[start of Input data]
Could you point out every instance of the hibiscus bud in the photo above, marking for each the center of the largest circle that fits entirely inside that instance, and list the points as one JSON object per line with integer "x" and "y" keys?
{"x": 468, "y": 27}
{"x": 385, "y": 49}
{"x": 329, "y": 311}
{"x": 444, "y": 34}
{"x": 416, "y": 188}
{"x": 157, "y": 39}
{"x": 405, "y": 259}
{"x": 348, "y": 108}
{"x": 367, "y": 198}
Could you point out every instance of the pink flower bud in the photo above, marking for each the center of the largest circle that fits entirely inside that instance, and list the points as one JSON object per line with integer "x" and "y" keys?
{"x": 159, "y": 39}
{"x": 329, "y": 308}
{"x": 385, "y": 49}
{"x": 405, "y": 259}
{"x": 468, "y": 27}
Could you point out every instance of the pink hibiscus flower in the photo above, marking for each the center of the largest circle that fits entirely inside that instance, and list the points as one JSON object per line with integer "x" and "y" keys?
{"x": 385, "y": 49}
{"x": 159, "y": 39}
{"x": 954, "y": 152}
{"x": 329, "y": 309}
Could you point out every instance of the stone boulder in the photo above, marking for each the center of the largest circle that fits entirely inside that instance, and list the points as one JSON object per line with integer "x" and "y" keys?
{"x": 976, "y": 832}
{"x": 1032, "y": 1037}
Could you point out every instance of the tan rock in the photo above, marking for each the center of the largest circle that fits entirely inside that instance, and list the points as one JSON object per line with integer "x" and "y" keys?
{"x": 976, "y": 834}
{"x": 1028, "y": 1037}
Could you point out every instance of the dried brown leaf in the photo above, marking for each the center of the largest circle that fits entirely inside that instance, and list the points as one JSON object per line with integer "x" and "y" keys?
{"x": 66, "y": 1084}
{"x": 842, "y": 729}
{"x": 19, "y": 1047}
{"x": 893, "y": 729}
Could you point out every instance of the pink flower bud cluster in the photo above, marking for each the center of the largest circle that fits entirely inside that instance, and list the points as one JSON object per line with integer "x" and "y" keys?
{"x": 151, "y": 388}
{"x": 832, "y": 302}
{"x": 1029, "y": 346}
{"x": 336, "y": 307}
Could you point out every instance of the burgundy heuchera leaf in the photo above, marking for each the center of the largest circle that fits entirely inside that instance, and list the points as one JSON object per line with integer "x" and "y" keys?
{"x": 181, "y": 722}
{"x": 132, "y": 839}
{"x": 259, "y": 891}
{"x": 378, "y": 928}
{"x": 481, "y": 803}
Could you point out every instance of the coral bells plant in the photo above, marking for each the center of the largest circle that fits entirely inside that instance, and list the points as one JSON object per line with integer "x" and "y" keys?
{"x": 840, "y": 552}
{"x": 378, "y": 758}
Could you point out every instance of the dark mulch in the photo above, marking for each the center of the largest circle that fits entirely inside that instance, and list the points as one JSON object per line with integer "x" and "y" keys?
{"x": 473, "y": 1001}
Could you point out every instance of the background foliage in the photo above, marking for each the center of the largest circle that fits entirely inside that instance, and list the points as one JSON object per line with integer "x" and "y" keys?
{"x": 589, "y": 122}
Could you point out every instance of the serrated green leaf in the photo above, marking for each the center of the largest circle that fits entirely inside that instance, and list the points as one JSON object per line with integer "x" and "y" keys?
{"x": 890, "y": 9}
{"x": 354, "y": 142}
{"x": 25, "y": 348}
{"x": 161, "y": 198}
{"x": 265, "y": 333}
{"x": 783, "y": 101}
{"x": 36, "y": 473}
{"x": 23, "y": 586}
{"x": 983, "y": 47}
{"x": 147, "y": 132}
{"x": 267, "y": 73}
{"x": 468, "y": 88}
[end of Input data]
Instructions for the task
Rescale the lines starting with the line that contains "Could you point out every instance of the serrated" and going on through the end of the records. Repeat every one of those lines, multiplying each x and y coordinate by 0.45 and rounding to the nearest whole number, with halves rounded up.

Task answer
Could you point out every instance of the serrated green leaf in the photo above, marking for each the center of the largest circle that fits entirely inside that instance, and list the points as one JSON object per line with integer "x" and "y" keys?
{"x": 401, "y": 4}
{"x": 159, "y": 64}
{"x": 11, "y": 157}
{"x": 72, "y": 89}
{"x": 119, "y": 150}
{"x": 352, "y": 45}
{"x": 16, "y": 213}
{"x": 10, "y": 264}
{"x": 442, "y": 21}
{"x": 66, "y": 59}
{"x": 120, "y": 33}
{"x": 211, "y": 40}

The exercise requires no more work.